## Passage provided
>> start
In her first major initiative as new Augustana College president, Andrea Talentino on Wednesday announced an innovative partnership between the private liberal arts school and the city of Rock Island — to replace lead water service lines across the city.
In the aftermath of the public health crisis in Flint, Mich., and other American cities, Illinois passed a law in 2021 to help protect communities and citizens from the dangers of lead pipes. In response, Augustana College students and faculty are taking their studies into the community to understand the issues and help find solutions.
In a Wednesday press conference outside the Steve and Jane Bahls Campus Leadership Center (formerly Founders Hall, named for the immediate past college president), Talentino and other Augie leaders explained the new cooperative program.
“It’s really a perfect example of what an engaged education can be,” she said. “We are delighted to partner with the city of Rock Island to achieve a goal that I know we all consider valuable and that’s all about having a positive impact on the region.”
The new project exemplifies the commitment of “serving others, which is a central part of Augustana’s mission,” she said.
Talentino became Augie’s first female president on July 1, 2022.
“It’s also particularly meaningful to me and exciting to me that this is my first address or public moment like this – because I am very committed to partnership with community,” she said Wednesday.
The project allows the college to create “even closer ties with the city of Rock Island, which for generations has been an ideal hometown for Augustana and a source of incredible opportunities for our students,” Talentino said.
This also showcases the importance of collaboration, to do good for the region, she said.
Tackling real-world problems
The partnership with the city will help students to tackle the social, economic and environmental problems that society is facing, said Dr. Michael Reisner, director of Augustana’s nine-year-old Upper Mississippi Center for Sustainable Communities.
>> end
## Given data
>> start
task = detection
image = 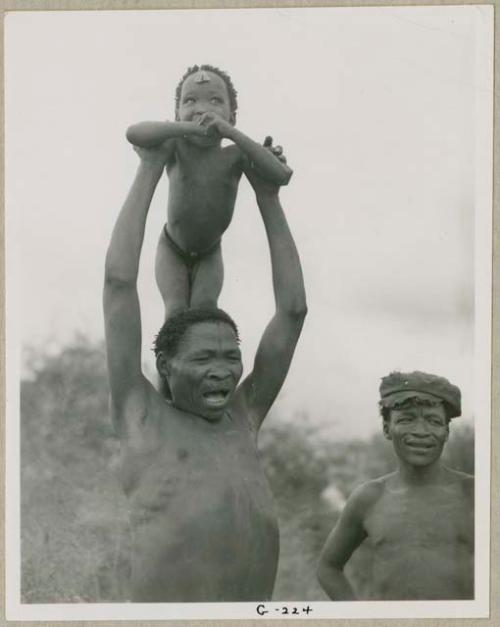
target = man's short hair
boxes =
[153,308,240,357]
[379,370,462,421]
[175,63,238,121]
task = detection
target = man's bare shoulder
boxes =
[111,377,175,439]
[347,473,395,518]
[443,467,474,498]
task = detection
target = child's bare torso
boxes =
[120,397,279,602]
[365,469,474,600]
[167,139,242,253]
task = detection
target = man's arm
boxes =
[240,167,307,431]
[127,122,208,149]
[317,482,380,601]
[104,149,164,433]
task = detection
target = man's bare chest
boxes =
[121,412,271,520]
[365,489,474,549]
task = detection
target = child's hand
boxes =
[198,113,233,138]
[245,135,286,196]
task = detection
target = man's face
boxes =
[165,322,243,421]
[384,404,449,466]
[176,70,234,124]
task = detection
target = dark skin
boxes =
[104,140,306,602]
[127,71,292,316]
[318,405,474,600]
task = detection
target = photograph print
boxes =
[5,6,493,621]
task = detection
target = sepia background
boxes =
[6,3,488,602]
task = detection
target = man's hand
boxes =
[245,135,286,196]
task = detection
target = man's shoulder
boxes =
[111,378,177,439]
[445,467,474,497]
[347,474,393,517]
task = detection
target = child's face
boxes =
[384,404,449,466]
[176,70,234,124]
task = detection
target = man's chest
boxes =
[121,412,269,511]
[365,491,474,549]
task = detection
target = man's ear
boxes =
[156,351,170,379]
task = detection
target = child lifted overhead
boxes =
[318,372,474,601]
[127,65,292,317]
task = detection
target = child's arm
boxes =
[200,113,293,185]
[317,482,378,601]
[127,122,208,148]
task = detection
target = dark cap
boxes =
[380,371,462,418]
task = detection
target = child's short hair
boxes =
[175,63,238,120]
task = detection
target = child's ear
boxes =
[156,351,170,379]
[382,420,392,440]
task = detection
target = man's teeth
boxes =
[203,392,227,405]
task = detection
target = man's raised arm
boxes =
[104,149,165,433]
[237,156,307,430]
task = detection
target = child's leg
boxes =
[155,231,189,319]
[189,244,224,308]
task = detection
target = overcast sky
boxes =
[5,7,489,437]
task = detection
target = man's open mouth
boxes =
[203,390,229,407]
[406,442,434,451]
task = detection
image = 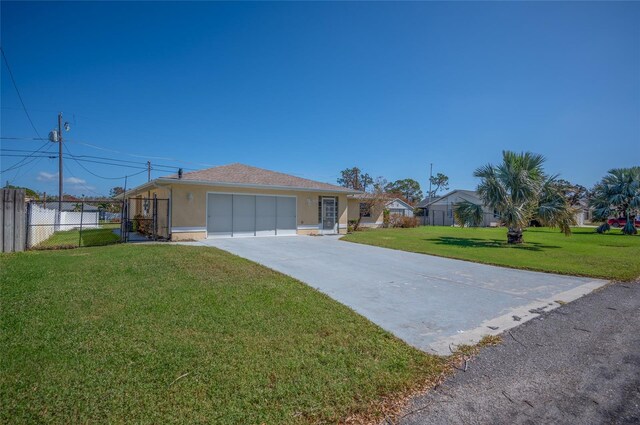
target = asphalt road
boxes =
[400,282,640,425]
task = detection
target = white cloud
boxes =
[64,177,87,184]
[36,171,58,182]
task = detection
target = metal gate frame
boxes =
[121,194,170,242]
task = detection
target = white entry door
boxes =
[322,198,338,233]
[207,193,297,237]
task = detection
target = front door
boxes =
[322,198,337,233]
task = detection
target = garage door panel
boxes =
[276,196,296,235]
[207,193,233,236]
[207,193,297,237]
[256,196,276,236]
[233,195,256,236]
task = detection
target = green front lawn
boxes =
[34,223,120,249]
[0,245,446,424]
[342,226,640,280]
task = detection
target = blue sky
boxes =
[1,1,640,195]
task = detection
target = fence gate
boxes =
[0,189,25,252]
[122,196,170,242]
[26,199,123,249]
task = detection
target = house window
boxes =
[360,202,371,217]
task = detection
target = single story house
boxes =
[125,164,359,241]
[418,189,498,226]
[38,200,99,212]
[347,193,413,227]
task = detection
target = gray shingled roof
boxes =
[162,163,356,193]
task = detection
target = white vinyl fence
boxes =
[28,204,100,247]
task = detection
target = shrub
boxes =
[133,214,152,235]
[382,208,391,228]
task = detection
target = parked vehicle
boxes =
[607,217,640,227]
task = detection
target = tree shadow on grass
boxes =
[82,229,120,246]
[425,236,560,251]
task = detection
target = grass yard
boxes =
[34,223,120,249]
[0,245,447,424]
[343,226,640,281]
>> end
## Goal
Reproduce the section of the Augustana College article that starts with the words containing "The new project" and ends with "region, she said.", swapping "partnership" for "cooperation".

## Answer
The new project exemplifies the commitment of “serving others, which is a central part of Augustana’s mission,” she said.
Talentino became Augie’s first female president on July 1, 2022.
“It’s also particularly meaningful to me and exciting to me that this is my first address or public moment like this – because I am very committed to cooperation with community,” she said Wednesday.
The project allows the college to create “even closer ties with the city of Rock Island, which for generations has been an ideal hometown for Augustana and a source of incredible opportunities for our students,” Talentino said.
This also showcases the importance of collaboration, to do good for the region, she said.